Stated problem
Write out, word for word, everything from the line containing "for white arm" down to the line containing "(331, 1138), (412, 1158)", including both of those lines.

Annotated coordinate records
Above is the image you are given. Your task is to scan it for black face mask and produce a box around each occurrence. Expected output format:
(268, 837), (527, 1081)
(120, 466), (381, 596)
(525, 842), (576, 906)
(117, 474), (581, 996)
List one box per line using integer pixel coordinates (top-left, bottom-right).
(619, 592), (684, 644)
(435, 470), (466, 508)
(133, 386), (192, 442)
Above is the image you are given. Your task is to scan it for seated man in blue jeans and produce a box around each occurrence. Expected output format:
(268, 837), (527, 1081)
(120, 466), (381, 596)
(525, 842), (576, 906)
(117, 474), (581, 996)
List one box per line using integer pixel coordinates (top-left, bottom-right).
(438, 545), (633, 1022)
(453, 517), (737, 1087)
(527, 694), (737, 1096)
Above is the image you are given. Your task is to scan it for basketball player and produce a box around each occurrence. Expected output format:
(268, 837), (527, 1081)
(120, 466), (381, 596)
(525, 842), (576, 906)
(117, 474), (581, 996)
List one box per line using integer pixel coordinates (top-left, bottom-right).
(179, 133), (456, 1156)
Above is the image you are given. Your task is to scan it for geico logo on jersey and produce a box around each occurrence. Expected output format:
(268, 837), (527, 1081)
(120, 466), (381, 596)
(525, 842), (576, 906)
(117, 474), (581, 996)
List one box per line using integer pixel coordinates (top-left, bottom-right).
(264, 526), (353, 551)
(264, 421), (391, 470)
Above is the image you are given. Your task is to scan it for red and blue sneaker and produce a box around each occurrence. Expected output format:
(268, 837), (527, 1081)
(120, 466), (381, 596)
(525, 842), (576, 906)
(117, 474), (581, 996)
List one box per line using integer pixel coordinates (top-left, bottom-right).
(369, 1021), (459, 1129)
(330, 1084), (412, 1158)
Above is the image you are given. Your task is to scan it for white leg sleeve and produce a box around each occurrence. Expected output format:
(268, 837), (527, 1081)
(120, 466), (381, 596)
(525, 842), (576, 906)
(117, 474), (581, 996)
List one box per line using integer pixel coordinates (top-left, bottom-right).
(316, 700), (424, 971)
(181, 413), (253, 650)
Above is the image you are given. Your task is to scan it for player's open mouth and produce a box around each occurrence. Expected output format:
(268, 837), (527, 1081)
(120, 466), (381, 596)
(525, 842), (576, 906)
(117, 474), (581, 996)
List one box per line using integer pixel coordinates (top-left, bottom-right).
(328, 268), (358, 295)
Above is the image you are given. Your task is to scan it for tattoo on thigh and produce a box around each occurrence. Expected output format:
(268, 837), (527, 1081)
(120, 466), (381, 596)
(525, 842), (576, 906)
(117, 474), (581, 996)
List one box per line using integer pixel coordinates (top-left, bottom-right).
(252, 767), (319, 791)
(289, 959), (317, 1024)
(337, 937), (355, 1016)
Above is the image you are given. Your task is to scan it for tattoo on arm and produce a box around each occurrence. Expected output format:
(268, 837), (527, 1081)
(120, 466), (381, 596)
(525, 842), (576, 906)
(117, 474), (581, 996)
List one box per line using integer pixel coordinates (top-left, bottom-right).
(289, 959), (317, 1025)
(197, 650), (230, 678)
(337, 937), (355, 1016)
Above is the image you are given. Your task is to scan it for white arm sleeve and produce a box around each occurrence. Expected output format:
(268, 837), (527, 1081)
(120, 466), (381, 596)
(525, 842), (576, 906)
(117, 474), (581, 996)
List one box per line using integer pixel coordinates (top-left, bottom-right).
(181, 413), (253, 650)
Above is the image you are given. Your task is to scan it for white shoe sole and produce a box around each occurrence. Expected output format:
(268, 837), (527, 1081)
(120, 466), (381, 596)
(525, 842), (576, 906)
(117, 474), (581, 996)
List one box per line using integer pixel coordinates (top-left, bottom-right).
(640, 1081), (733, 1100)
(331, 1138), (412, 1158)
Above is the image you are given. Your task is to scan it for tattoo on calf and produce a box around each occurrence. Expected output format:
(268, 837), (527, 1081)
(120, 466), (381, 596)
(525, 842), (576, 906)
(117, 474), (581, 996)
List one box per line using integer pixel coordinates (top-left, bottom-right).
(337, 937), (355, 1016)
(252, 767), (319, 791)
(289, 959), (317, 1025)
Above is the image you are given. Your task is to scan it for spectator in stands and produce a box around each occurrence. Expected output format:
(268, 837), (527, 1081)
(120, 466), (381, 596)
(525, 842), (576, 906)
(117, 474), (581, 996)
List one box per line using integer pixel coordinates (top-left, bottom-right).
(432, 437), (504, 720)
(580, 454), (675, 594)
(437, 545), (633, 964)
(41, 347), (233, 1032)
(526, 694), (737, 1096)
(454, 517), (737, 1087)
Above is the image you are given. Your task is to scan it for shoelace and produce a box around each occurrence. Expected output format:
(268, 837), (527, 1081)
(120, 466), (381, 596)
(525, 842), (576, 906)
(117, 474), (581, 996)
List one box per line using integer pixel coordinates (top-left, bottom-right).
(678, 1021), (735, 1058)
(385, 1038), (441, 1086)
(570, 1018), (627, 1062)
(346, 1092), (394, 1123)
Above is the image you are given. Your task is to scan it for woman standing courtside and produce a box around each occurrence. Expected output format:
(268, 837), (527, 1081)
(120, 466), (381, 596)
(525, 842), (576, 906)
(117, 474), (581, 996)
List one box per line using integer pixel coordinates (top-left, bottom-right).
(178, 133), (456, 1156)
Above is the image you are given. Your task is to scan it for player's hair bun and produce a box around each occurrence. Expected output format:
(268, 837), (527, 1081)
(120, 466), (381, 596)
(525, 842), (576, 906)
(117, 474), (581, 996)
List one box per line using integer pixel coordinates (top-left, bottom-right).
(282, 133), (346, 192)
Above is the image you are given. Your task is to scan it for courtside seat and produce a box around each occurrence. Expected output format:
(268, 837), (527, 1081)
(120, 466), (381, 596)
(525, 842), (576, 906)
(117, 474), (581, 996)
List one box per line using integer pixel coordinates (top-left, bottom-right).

Task output
Above is the image you are given. Your task is to scan it for white arm sleeve and produce a box around each occurrence. Expected output format:
(268, 837), (527, 1081)
(120, 466), (381, 596)
(525, 842), (576, 906)
(117, 474), (581, 996)
List one box per line using integer pixel coordinates (top-left, bottom-right).
(181, 413), (253, 650)
Above is the image you are given. Your task is to scan it for white shoe sole and produce a box around each occurrence. Expected output format:
(268, 837), (527, 1081)
(120, 466), (381, 596)
(525, 842), (576, 906)
(117, 474), (581, 996)
List one box per line using integer pixel coordinates (top-left, bottom-right).
(640, 1081), (733, 1100)
(331, 1138), (412, 1158)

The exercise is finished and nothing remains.